↓
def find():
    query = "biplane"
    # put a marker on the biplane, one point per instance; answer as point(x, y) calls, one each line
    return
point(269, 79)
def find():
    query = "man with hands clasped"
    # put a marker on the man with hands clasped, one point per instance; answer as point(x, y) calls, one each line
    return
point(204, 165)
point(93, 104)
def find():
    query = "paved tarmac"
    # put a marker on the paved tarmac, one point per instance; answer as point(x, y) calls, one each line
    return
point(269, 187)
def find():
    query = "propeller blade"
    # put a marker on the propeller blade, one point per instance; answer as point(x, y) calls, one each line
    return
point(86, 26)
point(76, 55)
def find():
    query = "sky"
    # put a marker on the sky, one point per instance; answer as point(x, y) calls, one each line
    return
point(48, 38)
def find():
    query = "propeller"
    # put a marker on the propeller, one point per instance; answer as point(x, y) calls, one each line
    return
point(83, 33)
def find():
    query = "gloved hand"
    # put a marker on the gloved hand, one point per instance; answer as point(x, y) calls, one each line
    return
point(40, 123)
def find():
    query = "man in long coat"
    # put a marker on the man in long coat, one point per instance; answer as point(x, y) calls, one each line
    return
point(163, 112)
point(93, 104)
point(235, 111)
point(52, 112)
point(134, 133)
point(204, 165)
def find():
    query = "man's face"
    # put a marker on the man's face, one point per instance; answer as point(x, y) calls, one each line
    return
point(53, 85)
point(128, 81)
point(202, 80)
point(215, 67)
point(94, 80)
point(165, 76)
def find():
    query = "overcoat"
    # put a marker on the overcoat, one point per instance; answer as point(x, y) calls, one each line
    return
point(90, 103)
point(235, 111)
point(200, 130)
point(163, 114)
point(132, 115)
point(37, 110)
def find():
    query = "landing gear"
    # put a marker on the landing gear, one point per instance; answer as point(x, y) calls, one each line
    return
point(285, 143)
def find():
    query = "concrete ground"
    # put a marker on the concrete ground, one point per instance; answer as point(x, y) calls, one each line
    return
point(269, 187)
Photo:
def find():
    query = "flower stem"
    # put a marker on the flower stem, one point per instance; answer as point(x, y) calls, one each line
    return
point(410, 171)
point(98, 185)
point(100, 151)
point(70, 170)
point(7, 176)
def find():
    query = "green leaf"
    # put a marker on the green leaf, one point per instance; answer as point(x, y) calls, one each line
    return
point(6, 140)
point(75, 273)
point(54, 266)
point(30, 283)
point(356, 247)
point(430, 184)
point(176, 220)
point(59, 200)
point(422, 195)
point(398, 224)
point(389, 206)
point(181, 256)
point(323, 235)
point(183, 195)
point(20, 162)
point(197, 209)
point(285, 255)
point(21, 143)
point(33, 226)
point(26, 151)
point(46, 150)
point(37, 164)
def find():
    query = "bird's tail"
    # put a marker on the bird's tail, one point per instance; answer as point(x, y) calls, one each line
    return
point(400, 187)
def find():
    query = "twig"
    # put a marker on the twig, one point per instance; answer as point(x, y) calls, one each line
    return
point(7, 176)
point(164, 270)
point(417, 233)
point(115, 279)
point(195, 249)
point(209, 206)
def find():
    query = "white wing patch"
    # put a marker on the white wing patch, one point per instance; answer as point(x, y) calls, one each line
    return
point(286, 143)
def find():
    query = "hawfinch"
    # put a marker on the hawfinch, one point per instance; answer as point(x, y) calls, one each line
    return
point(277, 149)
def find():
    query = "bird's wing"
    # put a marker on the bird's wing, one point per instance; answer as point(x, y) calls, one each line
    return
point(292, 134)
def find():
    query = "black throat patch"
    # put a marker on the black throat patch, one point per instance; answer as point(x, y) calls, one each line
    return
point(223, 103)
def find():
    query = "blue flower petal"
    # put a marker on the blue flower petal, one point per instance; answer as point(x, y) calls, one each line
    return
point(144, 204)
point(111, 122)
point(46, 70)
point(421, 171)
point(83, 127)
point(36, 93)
↑
◆ What you are asked to do
Copy each line of the listing verbatim.

◆ Result of the exercise
def find():
    query = "biplane"
    # put a marker on the biplane, one point per instance; answer as point(x, y) calls, one each line
    return
point(269, 79)
def find():
    query = "man with hands clasped"
    # put a marker on the man with hands clasped, one point per instance; answer as point(x, y) calls, one each line
    return
point(204, 165)
point(93, 104)
def find():
    query = "paved tarmac"
    # put a marker on the paved tarmac, one point per instance; answer as point(x, y) calls, one each line
    return
point(269, 187)
def find():
    query = "propeller blade"
    # put a marker on the propeller blade, one point per instance; answer as point(x, y) calls, one each line
    return
point(86, 26)
point(76, 55)
def find():
    query = "sky"
    # put a marker on the sky, one point per instance; answer as point(x, y) calls, one each line
    return
point(48, 38)
def find():
    query = "propeller"
    # put a marker on the propeller, one point per instance; answer as point(x, y) calls, one each line
    return
point(83, 33)
def find():
    query = "gloved hand"
    # put a marker on the gloved hand, one point per instance; answer as point(x, y) calls, one each line
    return
point(40, 123)
def find():
    query = "man in long coat"
    # put a marker on the man in long coat, one point per instance; answer as point(x, y) calls, one each line
    return
point(163, 112)
point(93, 104)
point(235, 111)
point(52, 112)
point(134, 133)
point(204, 165)
def find():
    query = "man's face"
    # put a marker on the man's face, one point per instance; answer as point(x, y) calls, one each line
    return
point(53, 85)
point(128, 81)
point(202, 80)
point(215, 67)
point(94, 80)
point(165, 76)
def find():
    query = "overcoat"
    # put a marker on the overcoat, one point per instance; answer as point(x, y) calls, one each line
    return
point(90, 103)
point(235, 111)
point(200, 130)
point(163, 114)
point(132, 115)
point(37, 110)
def find():
    query = "landing gear"
    # put a marker on the landing gear, one point per instance; answer as point(x, y) calls, one each line
    return
point(285, 143)
def find():
    query = "concrete ground"
    # put a marker on the concrete ground, one point per instance; answer as point(x, y) calls, one each line
    return
point(269, 187)
Photo:
def find():
    query = "flower stem"
    # put a marker on the flower stem, one point per instance; answer as point(x, y) calls, one each line
    return
point(410, 171)
point(98, 185)
point(100, 151)
point(70, 170)
point(7, 176)
def find():
    query = "green leaf"
    # put a marker on the green leaf, one point per instance; answer as point(x, y) calls, one each line
    return
point(6, 140)
point(75, 273)
point(54, 266)
point(30, 283)
point(356, 247)
point(430, 184)
point(176, 220)
point(59, 200)
point(422, 195)
point(398, 224)
point(389, 206)
point(181, 256)
point(323, 235)
point(183, 195)
point(20, 162)
point(197, 209)
point(285, 255)
point(21, 143)
point(33, 226)
point(26, 151)
point(46, 150)
point(37, 164)
def find():
    query = "bird's tail"
    # put a marker on the bird's tail, one point per instance; answer as point(x, y) calls, one each line
    return
point(400, 187)
def find():
    query = "twig"
    # put a marker on the twig, one point per instance; answer as point(x, y) calls, one each line
    return
point(7, 176)
point(164, 270)
point(417, 233)
point(115, 279)
point(195, 249)
point(209, 206)
def find():
    query = "white wing patch"
    # put a marker on the white wing patch, one point per instance; answer as point(x, y) calls, one each line
    return
point(286, 143)
def find():
    query = "hawfinch"
    # put a marker on the hawfinch, one point per instance; answer as point(x, y) calls, one each line
    return
point(277, 149)
def find():
    query = "bird's wing"
    # put a marker on the bird's wing, one point per instance; answer as point(x, y) calls, one each line
    return
point(292, 134)
def find():
    query = "black throat patch"
    # put a marker on the black throat patch, one point per instance; answer as point(x, y) calls, one each line
    return
point(223, 103)
def find():
    query = "blue flower petal"
    # put a marker on the blue flower petal, one point per instance; answer as point(x, y) calls, one each line
    return
point(144, 204)
point(111, 122)
point(46, 70)
point(421, 171)
point(83, 127)
point(36, 93)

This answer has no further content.